● **TASK REQUIREMENTS**:
**a)** Name every game category that the book review gives as an example.
**b)** According to the book review, how many pages does the puzzle book have?
**c)** Using the book review, explain why the book suits a person who is hard to shop for.

● **EXERCISE TEXT**:
BEGIN

Thursday, August 28, 2014

Bend Your Brain by The Minds Behind Marbles: The Brain Store

Bend Your Brain by The Minds Behind Marbles: The Brain Store is a brand new puzzle book written to challenge your mental skills.  Games and puzzles are not just for children.  Video gaming systems are now marketing thinking and memory games for adults.  In this generation of media, there is a new adult market for "games".

This 189 page book will certainly draw the attention of eccentric readers or consumers who follow the latest trends.  This book would make the perfect gift or stocking stuffer for the middle aged relative or friend that is normally difficult to shop for. For the person that seems to already have "everything", this makes a unique and unexpected gift.

This book is well organized into game categories as well as difficulty levels.  For example categories include visual perception, word skills, critical thinking, coordination and memory.  Within each category there are various levels of difficulty ranging from easy to very difficult.  Ironically, the instructions to this book are presented graphically in simple black and white symbols or pictures.  This deceptively simple graphic style conceals the underlying frustration and challenges to come.

END

● **MATERIAL SUPPLIED**:
BEGIN

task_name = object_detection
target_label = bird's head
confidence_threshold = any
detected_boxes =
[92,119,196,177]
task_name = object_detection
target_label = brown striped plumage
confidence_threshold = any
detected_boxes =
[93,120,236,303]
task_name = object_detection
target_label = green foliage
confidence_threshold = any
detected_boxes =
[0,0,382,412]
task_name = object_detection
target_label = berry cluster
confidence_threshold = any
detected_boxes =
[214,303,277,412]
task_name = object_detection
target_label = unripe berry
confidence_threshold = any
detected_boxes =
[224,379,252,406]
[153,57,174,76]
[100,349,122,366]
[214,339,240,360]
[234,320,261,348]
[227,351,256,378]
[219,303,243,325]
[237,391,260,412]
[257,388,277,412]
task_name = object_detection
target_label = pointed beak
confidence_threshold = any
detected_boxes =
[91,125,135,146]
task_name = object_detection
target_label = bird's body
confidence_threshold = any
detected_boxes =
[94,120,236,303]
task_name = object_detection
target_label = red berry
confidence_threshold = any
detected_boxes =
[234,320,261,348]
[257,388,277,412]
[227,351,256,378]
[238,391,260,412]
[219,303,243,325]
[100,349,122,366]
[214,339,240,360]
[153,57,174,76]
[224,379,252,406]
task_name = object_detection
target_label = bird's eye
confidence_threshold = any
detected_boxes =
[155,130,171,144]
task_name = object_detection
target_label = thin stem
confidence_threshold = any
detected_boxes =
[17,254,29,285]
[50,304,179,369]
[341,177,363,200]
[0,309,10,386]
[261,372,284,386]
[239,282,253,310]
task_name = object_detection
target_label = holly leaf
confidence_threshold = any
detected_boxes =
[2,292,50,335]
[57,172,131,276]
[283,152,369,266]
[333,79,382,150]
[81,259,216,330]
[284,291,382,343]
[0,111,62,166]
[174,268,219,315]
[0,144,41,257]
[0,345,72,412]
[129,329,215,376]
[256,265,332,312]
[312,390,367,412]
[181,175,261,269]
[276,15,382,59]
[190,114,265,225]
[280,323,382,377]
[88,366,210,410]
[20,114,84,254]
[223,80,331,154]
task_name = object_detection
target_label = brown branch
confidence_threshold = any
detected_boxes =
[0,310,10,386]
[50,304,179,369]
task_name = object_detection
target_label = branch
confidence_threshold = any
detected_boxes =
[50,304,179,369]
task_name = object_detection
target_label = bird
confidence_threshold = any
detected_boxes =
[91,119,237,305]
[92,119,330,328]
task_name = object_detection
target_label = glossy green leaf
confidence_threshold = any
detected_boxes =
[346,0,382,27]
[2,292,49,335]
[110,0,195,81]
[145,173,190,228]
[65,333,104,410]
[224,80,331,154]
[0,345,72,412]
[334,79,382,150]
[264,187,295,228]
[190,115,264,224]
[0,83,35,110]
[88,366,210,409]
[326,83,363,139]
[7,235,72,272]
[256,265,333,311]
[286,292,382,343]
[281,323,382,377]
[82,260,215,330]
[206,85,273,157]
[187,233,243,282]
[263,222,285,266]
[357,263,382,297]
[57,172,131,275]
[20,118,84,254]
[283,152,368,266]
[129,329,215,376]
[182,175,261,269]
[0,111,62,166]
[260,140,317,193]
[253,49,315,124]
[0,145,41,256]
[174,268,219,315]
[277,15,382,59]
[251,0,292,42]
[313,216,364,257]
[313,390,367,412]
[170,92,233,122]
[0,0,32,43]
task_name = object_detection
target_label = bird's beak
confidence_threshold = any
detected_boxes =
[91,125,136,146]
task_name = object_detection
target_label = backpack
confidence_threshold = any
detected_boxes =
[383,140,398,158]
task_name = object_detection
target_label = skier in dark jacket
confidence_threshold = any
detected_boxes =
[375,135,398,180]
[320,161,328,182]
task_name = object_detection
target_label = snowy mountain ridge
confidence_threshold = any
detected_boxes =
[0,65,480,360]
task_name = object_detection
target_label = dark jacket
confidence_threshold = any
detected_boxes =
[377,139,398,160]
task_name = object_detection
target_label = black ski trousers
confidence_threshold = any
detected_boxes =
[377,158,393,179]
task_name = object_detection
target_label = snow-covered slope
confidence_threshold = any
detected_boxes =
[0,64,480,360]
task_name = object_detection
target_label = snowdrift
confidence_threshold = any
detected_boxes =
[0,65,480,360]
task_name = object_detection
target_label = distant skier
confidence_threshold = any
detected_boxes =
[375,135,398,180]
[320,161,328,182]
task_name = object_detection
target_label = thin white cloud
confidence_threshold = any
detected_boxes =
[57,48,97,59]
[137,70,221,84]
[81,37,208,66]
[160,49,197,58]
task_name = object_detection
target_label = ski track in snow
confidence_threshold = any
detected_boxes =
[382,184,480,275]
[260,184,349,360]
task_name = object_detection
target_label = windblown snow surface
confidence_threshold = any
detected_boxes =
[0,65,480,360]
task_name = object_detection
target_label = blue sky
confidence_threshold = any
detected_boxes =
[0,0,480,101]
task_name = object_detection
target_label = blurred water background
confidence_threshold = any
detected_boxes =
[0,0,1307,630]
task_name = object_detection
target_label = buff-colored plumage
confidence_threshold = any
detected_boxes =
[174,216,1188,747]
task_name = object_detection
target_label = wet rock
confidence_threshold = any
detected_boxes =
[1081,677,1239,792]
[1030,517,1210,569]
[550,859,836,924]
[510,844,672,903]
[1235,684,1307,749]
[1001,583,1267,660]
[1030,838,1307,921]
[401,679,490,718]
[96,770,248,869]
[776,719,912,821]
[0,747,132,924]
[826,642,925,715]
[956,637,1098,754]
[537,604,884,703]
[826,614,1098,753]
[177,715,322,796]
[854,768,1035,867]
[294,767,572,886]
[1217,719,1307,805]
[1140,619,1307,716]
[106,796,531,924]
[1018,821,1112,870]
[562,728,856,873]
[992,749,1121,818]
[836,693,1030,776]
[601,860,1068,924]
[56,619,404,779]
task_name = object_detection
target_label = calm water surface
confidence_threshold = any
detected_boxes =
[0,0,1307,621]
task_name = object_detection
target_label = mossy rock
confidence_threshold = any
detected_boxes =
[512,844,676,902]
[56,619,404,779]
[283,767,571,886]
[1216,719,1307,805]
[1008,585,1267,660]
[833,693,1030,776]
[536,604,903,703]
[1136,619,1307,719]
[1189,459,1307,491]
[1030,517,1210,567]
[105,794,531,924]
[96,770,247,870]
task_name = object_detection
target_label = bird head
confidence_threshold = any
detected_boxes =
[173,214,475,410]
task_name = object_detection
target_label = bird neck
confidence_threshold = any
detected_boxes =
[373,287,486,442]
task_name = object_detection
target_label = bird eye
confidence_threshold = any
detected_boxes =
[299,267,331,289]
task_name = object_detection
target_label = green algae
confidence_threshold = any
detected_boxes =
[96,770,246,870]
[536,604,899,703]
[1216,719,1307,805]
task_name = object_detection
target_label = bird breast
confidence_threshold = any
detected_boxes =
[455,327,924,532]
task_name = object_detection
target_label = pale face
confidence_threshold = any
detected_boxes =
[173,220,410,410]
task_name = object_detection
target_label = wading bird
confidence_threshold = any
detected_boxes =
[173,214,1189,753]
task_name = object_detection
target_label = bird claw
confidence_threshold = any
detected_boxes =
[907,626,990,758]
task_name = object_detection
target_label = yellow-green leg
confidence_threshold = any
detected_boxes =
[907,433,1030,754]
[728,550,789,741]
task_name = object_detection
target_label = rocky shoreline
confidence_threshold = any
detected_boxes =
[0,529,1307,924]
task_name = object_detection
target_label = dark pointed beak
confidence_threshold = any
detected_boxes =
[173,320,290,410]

END

● **EXERCISE SOLUTIONS**:
**a)** Visual perception, word skills, critical thinking, coordination, memory

**b)** It has 189 pages.

**c)** For someone who seems to already have "everything," the review says the book makes a unique and unexpected gift. That is why it calls the book a perfect gift or stocking stuffer for a middle-aged relative or friend who is normally difficult to shop for.